- Opening Delimiter -

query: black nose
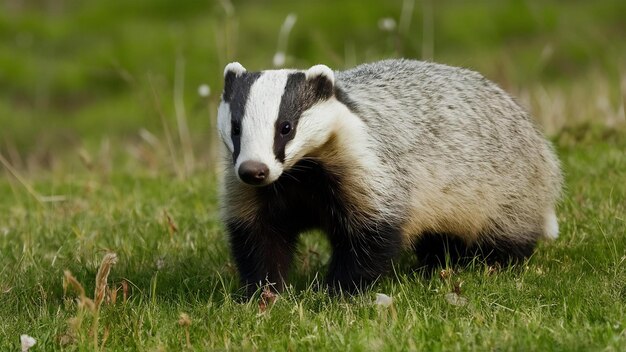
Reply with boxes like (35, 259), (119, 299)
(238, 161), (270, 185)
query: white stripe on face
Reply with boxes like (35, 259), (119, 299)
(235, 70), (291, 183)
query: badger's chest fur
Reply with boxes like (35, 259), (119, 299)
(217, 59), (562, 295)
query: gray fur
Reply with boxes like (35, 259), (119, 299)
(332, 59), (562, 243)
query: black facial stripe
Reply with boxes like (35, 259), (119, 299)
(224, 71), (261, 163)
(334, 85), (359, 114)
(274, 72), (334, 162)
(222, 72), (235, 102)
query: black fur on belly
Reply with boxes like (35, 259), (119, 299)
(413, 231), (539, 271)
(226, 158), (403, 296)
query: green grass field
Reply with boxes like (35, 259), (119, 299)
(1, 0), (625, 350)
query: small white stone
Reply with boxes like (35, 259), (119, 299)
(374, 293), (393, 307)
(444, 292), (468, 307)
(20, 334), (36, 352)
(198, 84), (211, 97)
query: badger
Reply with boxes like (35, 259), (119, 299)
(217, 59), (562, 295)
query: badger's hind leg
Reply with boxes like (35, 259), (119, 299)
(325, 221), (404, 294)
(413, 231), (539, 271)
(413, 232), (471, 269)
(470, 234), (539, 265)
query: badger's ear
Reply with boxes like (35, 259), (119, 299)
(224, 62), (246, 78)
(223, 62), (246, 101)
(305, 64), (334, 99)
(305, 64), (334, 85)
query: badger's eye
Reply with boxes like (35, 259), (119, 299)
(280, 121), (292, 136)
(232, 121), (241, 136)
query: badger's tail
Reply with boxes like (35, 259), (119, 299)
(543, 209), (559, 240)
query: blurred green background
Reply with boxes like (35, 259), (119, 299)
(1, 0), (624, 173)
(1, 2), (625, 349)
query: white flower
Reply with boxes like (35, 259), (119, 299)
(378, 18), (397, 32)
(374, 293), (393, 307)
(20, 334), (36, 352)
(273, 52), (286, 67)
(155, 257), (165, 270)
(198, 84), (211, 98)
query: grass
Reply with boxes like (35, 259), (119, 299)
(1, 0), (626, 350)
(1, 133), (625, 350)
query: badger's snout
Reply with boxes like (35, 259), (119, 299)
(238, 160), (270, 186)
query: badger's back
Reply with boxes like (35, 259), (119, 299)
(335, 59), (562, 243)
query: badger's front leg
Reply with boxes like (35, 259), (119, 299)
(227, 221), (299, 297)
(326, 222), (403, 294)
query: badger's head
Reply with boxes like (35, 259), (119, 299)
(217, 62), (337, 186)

- Closing Delimiter -
- Opening Delimiter -

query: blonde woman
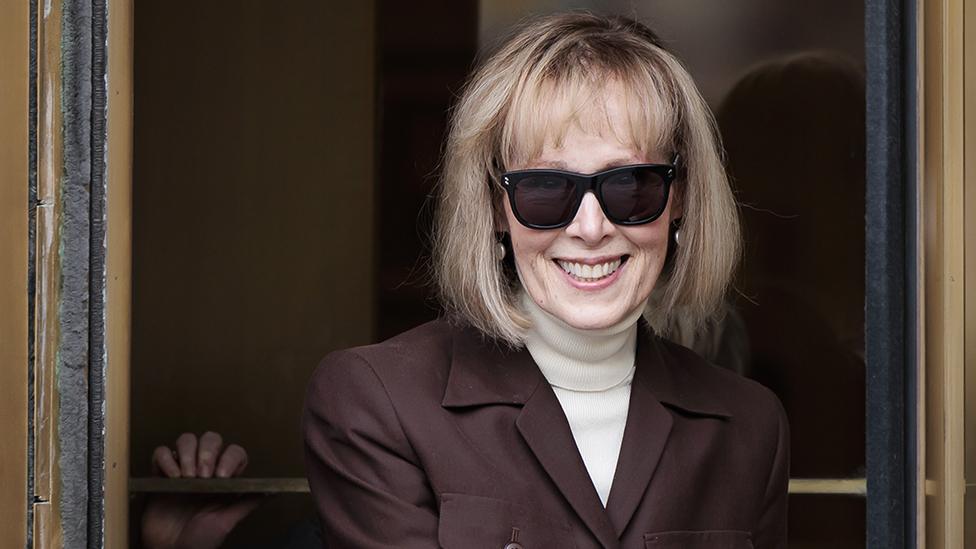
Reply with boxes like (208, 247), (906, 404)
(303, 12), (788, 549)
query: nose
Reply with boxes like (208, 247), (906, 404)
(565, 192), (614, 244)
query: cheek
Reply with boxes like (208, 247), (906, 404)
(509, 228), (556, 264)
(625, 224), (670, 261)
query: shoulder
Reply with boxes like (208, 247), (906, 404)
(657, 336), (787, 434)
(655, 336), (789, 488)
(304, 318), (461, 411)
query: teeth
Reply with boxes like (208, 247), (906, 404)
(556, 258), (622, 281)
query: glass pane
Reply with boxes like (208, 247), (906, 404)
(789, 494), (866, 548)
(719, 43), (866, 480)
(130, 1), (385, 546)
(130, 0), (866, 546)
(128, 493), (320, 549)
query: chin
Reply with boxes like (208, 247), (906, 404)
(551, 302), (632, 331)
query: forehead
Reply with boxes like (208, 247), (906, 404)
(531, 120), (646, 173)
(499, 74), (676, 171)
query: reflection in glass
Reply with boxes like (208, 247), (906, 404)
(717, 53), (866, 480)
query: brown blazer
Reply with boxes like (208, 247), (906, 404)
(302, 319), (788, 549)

- Closing Delimiter -

What this task involves:
Where a line of the entries contains the word "stripe", copy that line.

Exercise answer:
query: white stripe on face
query: black facial stripe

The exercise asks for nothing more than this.